**What to produce**
Every record here needs to be written out again exactly.
--- start Dataset excerpts ---
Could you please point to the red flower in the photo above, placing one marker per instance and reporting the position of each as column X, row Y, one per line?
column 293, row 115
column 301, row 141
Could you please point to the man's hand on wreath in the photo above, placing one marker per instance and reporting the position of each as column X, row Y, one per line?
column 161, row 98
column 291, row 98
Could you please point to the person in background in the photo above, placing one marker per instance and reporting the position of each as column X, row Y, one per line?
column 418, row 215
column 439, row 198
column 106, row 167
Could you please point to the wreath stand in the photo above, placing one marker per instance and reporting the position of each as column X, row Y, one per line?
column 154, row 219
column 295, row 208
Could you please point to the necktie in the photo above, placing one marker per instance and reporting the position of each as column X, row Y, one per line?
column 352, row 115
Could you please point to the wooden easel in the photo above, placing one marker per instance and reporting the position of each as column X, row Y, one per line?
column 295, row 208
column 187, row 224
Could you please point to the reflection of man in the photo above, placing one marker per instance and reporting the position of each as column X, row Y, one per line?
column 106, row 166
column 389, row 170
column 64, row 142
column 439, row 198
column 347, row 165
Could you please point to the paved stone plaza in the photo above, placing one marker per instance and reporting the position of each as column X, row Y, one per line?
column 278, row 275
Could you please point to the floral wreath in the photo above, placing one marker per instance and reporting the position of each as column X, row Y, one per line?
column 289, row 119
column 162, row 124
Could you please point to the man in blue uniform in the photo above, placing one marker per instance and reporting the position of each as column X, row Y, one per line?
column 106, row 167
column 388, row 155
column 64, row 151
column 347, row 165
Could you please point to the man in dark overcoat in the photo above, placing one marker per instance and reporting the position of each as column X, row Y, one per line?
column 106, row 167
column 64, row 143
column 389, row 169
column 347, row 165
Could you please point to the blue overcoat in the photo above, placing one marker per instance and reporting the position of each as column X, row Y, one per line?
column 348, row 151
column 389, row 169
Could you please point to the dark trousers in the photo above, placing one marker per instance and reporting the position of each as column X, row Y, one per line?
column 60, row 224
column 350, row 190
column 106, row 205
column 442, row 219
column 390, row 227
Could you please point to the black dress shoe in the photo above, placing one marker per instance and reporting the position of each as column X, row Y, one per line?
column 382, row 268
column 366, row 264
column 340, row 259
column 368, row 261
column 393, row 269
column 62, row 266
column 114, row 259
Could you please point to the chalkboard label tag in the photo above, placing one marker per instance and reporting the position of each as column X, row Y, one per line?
--- end Dataset excerpts ---
**Written answer**
Could you please point to the red flower in the photo above, placing one marker per instance and reporting the position of each as column X, row Y, one per line?
column 293, row 115
column 301, row 141
Could you please point to the man's hand on wreath in the photo above, placing one marker per instance and reporting the position of each as column X, row Y, one per line?
column 161, row 98
column 291, row 98
Could you please point to the person in background in the photo above, placing one marker per instance and reporting the position of each as column X, row Y, one per line?
column 418, row 215
column 439, row 198
column 106, row 167
Could you please point to the wreath stand in the photo above, placing one marker per instance and reporting the position of each as column X, row Y, one per line?
column 154, row 219
column 295, row 208
Could you please point to the necktie in the photo above, placing one marker per instance and reporting the position of each as column X, row Y, one per line?
column 352, row 115
Could you please point to the wooden easel in the photo above, placing one marker per instance and reporting the position of each as column X, row Y, one per line?
column 295, row 208
column 187, row 224
Could you please point to the reflection of man in the photo above, placing one marker per instance and reporting the position of each as column X, row Y, one per line?
column 106, row 166
column 389, row 170
column 64, row 142
column 439, row 198
column 347, row 165
Could you please point to the paved stone plaza in the photo above, placing one marker per instance and reporting the position of each as column X, row Y, one per line?
column 278, row 275
Could you please point to the floral wreath in the photo above, placing one marker per instance and reporting the position of each as column X, row Y, one per line?
column 289, row 119
column 162, row 124
Could you please point to the man in blue uniform in the photo above, placing one marker per instance and reporting the position of each as column X, row Y, one per line?
column 106, row 167
column 388, row 155
column 64, row 151
column 347, row 165
Could you please point to the man in dark overcoat in the photo above, placing one marker per instance and reporting the position of each as column X, row Y, one per line?
column 106, row 167
column 64, row 143
column 389, row 169
column 347, row 165
Could you please point to the blue overcoat in the photo above, placing one marker per instance and reporting the position of each as column X, row Y, one per line?
column 348, row 151
column 389, row 169
Could you please point to the dark trousers in the photo above, placing one marker per instance and reporting the position of each as column X, row Y, one per line?
column 60, row 224
column 350, row 190
column 106, row 205
column 442, row 219
column 390, row 227
Could you please point to the black dress shoe in the photo above, placing one marker per instance and reporting the position of each as column X, row Y, one per line?
column 382, row 268
column 366, row 264
column 340, row 259
column 368, row 261
column 393, row 269
column 62, row 266
column 114, row 259
Could you please point to the chalkboard label tag in the photo above, placing one marker per instance and reporting the position of each as column X, row Y, one per line?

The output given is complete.